→ Aim:
Print the listing below line for line, changing nothing.

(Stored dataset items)

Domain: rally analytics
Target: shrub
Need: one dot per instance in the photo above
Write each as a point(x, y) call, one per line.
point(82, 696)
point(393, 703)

→ Answer for this exercise:
Domain: rally analytics
Target: shrub
Need: one dot per instance in the photo above
Write each as a point(x, y) call, one per line.
point(82, 696)
point(393, 703)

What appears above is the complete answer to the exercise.